Task requirements
A verbatim repeat of the records beneath this line is needed.

Dataset content
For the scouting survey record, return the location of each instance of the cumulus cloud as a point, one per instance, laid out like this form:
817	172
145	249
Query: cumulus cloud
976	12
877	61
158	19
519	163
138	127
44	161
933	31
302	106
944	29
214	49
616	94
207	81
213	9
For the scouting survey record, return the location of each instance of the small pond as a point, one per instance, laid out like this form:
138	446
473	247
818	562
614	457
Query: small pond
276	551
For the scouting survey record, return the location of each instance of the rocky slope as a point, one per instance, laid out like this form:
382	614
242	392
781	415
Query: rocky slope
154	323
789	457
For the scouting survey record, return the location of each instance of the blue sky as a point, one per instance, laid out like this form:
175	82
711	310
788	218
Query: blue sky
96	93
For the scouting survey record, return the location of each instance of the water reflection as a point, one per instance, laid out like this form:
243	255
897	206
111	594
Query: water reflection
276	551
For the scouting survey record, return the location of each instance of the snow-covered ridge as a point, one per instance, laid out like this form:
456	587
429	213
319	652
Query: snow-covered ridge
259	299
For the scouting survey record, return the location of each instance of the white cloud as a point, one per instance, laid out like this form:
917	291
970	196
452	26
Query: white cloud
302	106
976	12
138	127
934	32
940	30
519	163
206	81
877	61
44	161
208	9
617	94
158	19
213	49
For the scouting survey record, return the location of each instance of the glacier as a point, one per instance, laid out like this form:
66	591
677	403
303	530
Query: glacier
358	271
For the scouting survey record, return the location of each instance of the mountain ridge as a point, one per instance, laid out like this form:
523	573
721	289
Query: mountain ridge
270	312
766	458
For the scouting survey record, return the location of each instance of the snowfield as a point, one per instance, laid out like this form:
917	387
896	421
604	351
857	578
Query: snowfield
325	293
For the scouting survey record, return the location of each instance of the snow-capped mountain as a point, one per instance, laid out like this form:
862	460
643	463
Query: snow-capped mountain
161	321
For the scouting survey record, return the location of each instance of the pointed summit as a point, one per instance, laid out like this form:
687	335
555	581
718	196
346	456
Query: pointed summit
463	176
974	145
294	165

Solution to this problem
For the scouting survey record, return the location of each instance of the cumulus cloud as a point, one per instance, laid out like this form:
817	172
145	249
Query: cumulus cloud
976	12
877	61
158	19
519	163
138	127
44	161
933	31
302	106
944	29
214	49
616	94
207	81
213	9
For the scouting survey record, return the location of each instance of the small pond as a point, one per instance, laid out like this form:
138	446
473	247
818	562
614	457
Query: small pond
276	551
For the scouting survey record, return the location of each instance of the rocky slope as a point, one per instance, laid out like this form:
382	614
242	392
781	415
Query: rocky slope
154	323
789	457
For the scouting survey record, return the location of each instance of the blue sky as a point, one per instance, laid out like this form:
175	82
711	310
788	218
Query: blue sky
96	93
For the scouting survey record, return the location of each instance of the water reflection as a point, one per instance, laid out like this form:
243	255
897	206
111	594
Query: water reflection
276	551
For the scouting survey record, return the location of each instance of the snow-covered ridge as a point, one per instance, laid out like this form:
456	587
429	213
319	652
Query: snow-covered ridge
259	299
For the scouting survey record, return the location of each instance of the white cloud as a point, one per instance, laid out like this form:
917	291
970	196
452	26
Query: white cloud
302	106
976	12
138	127
934	32
940	30
519	163
206	81
877	61
44	161
208	9
617	94
158	19
213	49
For the scouting survey record, return the location of each instance of the glacier as a point, one per instance, laid out like this form:
66	591
677	403
303	530
Query: glacier
358	271
For the scouting survey record, return the location of each instance of the mountain ridge as a point, one per instance, laid out like this form:
523	573
721	289
Query: mountain ridge
270	312
766	458
For the scouting survey record, return the location of each instance of the snowfield as a point, one per instance, laid out like this form:
917	387
896	421
604	351
857	578
Query: snowfield
325	293
For the scouting survey record, return the location of each instance of the snow-capped mountain as a point, one per instance, laid out like this form:
862	460
643	463
Query: snow-capped mountain
161	321
For the scouting survey record, return the location of each instance of the pointed summit as a point, one per instance, laid out like this form:
687	335
555	581
718	196
346	456
Query: pointed summit
463	176
974	145
294	165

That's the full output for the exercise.